§ Exercise directions: Print all the entries verbatim.
# Start of Dataset rows
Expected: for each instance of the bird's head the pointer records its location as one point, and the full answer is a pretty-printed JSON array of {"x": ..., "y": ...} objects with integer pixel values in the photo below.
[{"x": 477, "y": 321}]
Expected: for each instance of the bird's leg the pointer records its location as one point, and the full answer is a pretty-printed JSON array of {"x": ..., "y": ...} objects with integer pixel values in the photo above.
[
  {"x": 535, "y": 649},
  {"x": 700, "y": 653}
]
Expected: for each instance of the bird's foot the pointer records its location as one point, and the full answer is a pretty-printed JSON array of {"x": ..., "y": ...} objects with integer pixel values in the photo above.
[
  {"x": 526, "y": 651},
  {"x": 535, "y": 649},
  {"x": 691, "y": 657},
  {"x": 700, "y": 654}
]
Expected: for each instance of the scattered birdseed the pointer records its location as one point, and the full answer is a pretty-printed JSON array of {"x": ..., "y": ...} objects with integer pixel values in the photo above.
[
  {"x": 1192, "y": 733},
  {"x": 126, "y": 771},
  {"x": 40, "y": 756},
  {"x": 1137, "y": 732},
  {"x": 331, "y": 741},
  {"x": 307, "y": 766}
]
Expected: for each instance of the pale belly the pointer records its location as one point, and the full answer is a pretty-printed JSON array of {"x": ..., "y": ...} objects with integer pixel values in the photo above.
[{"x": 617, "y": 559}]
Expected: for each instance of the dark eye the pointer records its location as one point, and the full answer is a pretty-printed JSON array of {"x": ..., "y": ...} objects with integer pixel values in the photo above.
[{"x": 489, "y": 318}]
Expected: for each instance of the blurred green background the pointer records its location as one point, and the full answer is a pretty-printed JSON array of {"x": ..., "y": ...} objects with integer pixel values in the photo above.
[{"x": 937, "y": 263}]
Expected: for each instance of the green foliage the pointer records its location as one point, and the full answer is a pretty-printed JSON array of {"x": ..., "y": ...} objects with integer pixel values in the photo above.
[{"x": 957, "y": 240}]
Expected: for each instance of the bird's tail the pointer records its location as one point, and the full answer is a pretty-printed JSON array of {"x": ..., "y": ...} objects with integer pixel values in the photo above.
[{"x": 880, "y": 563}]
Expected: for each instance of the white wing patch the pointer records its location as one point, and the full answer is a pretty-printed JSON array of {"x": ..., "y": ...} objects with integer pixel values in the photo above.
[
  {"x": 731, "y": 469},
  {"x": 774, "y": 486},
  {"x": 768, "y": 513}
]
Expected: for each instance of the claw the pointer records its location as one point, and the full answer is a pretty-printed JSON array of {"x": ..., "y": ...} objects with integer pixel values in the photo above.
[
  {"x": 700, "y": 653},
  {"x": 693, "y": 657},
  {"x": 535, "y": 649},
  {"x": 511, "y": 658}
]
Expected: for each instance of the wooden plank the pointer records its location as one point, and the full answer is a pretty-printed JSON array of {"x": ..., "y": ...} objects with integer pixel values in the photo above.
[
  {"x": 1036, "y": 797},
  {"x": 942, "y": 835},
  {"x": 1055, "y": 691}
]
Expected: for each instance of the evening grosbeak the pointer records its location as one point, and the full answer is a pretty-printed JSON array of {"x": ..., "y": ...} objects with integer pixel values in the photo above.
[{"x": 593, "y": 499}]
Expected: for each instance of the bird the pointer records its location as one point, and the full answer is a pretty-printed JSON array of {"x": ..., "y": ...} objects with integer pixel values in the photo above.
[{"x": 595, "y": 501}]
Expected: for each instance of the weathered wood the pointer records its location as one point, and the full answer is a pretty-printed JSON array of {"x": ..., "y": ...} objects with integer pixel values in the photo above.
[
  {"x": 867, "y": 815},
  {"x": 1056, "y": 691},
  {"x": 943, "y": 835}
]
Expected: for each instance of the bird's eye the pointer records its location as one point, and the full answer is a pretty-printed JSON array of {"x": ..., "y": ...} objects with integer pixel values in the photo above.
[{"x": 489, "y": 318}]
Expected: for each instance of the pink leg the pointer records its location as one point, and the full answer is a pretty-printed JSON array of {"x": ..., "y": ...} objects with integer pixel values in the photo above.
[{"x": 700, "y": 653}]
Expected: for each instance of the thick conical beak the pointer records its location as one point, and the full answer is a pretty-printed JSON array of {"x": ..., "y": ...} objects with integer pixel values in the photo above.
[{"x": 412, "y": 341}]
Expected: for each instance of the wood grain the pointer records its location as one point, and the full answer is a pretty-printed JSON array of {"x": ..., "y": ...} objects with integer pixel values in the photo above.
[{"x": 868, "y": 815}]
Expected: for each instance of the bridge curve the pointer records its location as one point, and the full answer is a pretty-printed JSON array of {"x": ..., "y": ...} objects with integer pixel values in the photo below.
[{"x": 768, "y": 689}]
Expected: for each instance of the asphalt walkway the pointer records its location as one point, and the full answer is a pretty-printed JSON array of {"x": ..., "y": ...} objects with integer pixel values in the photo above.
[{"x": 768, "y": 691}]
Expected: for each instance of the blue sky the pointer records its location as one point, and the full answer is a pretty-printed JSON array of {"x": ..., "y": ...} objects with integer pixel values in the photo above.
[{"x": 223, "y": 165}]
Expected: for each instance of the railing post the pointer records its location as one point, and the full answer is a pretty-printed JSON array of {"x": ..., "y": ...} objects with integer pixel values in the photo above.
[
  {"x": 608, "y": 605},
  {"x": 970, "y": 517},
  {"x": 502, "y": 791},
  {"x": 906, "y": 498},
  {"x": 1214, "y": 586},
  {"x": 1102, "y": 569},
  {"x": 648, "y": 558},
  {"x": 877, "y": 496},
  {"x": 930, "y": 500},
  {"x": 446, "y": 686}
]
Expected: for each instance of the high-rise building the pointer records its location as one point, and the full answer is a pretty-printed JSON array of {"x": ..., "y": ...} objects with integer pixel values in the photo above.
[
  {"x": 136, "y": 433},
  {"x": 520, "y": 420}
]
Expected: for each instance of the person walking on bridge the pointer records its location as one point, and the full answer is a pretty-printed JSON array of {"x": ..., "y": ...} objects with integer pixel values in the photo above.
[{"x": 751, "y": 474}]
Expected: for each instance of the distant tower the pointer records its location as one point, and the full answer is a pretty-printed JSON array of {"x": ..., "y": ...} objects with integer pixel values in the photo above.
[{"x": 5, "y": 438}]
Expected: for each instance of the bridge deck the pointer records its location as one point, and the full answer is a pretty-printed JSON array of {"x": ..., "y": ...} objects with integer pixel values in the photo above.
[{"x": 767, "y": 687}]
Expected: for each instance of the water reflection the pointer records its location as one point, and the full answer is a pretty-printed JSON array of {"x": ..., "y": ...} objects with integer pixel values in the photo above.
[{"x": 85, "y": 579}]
# End of Dataset rows
§ Solution for this task:
Expected: for each instance of the bird's head the pointer records its location as one point, and the full answer is a pretty-printed JSON array of {"x": ..., "y": ...} objects with integer pixel values in the photo below.
[{"x": 477, "y": 321}]
Expected: for each instance of the bird's leg the pointer records its location as one point, and the full answer is a pretty-printed JSON array of {"x": ..., "y": ...} objects with integer pixel values in the photo above.
[
  {"x": 535, "y": 649},
  {"x": 700, "y": 653}
]
Expected: for each instance of the bird's foot the pointer records its location as one point, and the full answer is a pretty-printed JSON array of {"x": ..., "y": ...} objects with integer pixel values in the photo above.
[
  {"x": 526, "y": 651},
  {"x": 535, "y": 649},
  {"x": 691, "y": 657},
  {"x": 700, "y": 654}
]
Expected: for each instance of the scattered birdseed the pointer records its location as one point, and the full answer is a pretty-printed JSON array of {"x": ..., "y": ...} objects with integer pixel values in the photo above.
[
  {"x": 1192, "y": 733},
  {"x": 126, "y": 771},
  {"x": 40, "y": 756},
  {"x": 1137, "y": 732},
  {"x": 331, "y": 741},
  {"x": 307, "y": 766}
]
Expected: for each instance of the pale belly the pointer records its location as one point, and the full answer is a pretty-printed JSON array of {"x": ..., "y": ...} objects with integer pixel values in the photo above.
[{"x": 617, "y": 559}]
Expected: for each instance of the dark eye the pointer records its location as one point, and the full answer is a pretty-printed JSON array of {"x": ..., "y": ...} objects with integer pixel values in the photo above.
[{"x": 489, "y": 318}]
Expected: for each instance of the blurred green background the pointer records its location as one point, and the full answer is a pretty-printed JSON array of {"x": ..., "y": ...} objects with integer pixel values in the photo above.
[{"x": 937, "y": 263}]
Expected: for each instance of the green foliage the pointer records its location as one point, and the full answer is a pretty-printed JSON array of {"x": ..., "y": ...} objects with integer pixel values in the photo above.
[{"x": 957, "y": 240}]
Expected: for each instance of the bird's tail the pointer records its location as one point, and the full answer is a pretty-printed JSON array of {"x": ..., "y": ...} objects with integer pixel values in the photo above.
[{"x": 880, "y": 563}]
Expected: for each instance of the white wing patch the pointer records its location as one point, and the full answer is a pretty-printed JSON array of {"x": ..., "y": ...} objects with integer pixel values in the photo above.
[
  {"x": 731, "y": 469},
  {"x": 774, "y": 486},
  {"x": 768, "y": 513}
]
Expected: for each instance of the claw the pointer records its location as one point, and the full answer is a pretty-printed JSON array of {"x": ..., "y": ...} objects with integer pixel values in the photo above.
[
  {"x": 700, "y": 653},
  {"x": 693, "y": 657},
  {"x": 535, "y": 649},
  {"x": 511, "y": 658}
]
Expected: for each instance of the wooden plank the pointer records its location as one point, and the full answer is a pretty-printed JSON array of {"x": ..., "y": ...} objects with integer pixel values in the photo above.
[
  {"x": 1036, "y": 797},
  {"x": 942, "y": 835},
  {"x": 1055, "y": 691}
]
Expected: for each instance of the evening grosbeak the pointer records its location as one point, and the full answer is a pretty-printed JSON array of {"x": ..., "y": ...} objects with integer pixel values in the photo above.
[{"x": 593, "y": 499}]
Expected: for each instance of the bird the pointer records its location as one point, and the full answer is a pretty-printed JSON array of {"x": ..., "y": ...} objects with integer pixel values in the photo above.
[{"x": 595, "y": 501}]
Expected: for each instance of the weathered wood the pointer records its location as one point, and the full answer is a pretty-printed JSON array of {"x": ..., "y": ...} objects with integer pixel values in the photo above.
[
  {"x": 867, "y": 815},
  {"x": 1056, "y": 691},
  {"x": 943, "y": 835}
]
Expected: for each instance of the bird's eye the pointer records its location as one point, and the full answer is a pretty-printed JSON array of {"x": ..., "y": ...} objects with integer pixel values in the photo above.
[{"x": 489, "y": 318}]
Expected: for each instance of the pink leg the pointer records its location as one point, and the full answer is a pretty-printed JSON array of {"x": ..., "y": ...} objects with integer pixel values in the photo above.
[{"x": 700, "y": 653}]
Expected: for each instance of the thick conical beak the pointer records its location as one point, and the full answer is a pretty-printed JSON array of {"x": ..., "y": ...} objects with integer pixel values in the photo above.
[{"x": 412, "y": 341}]
Expected: for each instance of the wood grain the pointer records its location as one point, and the full answer is a pretty-printed JSON array of {"x": ..., "y": ...} objects with integer pixel values in the photo above.
[{"x": 868, "y": 815}]
Expected: for each instance of the bridge curve the pointer records its location as one point, and the full answer is a pretty-printed JSON array of {"x": ..., "y": ...} objects with integer pixel values in the photo below.
[{"x": 768, "y": 689}]
Expected: for each instance of the asphalt walkway the pointer records its location as one point, and the full answer is a pretty-printed JSON array of {"x": ..., "y": ...} objects with integer pixel values in the photo above.
[{"x": 768, "y": 691}]
Expected: for each instance of the blue sky the pointer records its location as one point, and the full answer is a pretty-printed JSON array of {"x": ..., "y": ...} objects with integer pixel values in the photo above.
[{"x": 223, "y": 165}]
Expected: for each instance of the railing post the pointer records its location as one point, and the full answer is a pretty-printed JSON array of {"x": ..., "y": ...} objects with integer pixel values in the photo above.
[
  {"x": 608, "y": 605},
  {"x": 970, "y": 517},
  {"x": 502, "y": 791},
  {"x": 906, "y": 498},
  {"x": 1214, "y": 586},
  {"x": 1102, "y": 569},
  {"x": 648, "y": 558},
  {"x": 877, "y": 496},
  {"x": 930, "y": 500},
  {"x": 446, "y": 686}
]
Expected: for each instance of the high-rise building the pointer records its location as one point, and the full answer is a pretty-printed JSON array of {"x": ..., "y": ...} objects with integer pixel values in the photo above.
[
  {"x": 136, "y": 433},
  {"x": 520, "y": 420}
]
Expected: for each instance of the person walking on bridge the pointer records its location as one point, and the full answer is a pretty-printed JSON array of {"x": ..., "y": ...} objects with integer pixel values in the photo above.
[{"x": 751, "y": 474}]
Expected: for each instance of the distant tower the pointer records its location as one point, and the full answer is a pretty-printed JSON array of {"x": ..., "y": ...} objects with integer pixel values in the photo above.
[{"x": 5, "y": 438}]
Expected: for each instance of the bridge deck the pointer records its location as one point, and the full answer is a pretty-printed JSON array of {"x": ..., "y": ...} objects with integer pixel values in the photo above.
[{"x": 767, "y": 687}]
Expected: for each instance of the water reflection the pointer records its location as one point, and the full answer is a pretty-printed JSON array of {"x": ..., "y": ...} objects with integer pixel values in the photo above.
[{"x": 85, "y": 579}]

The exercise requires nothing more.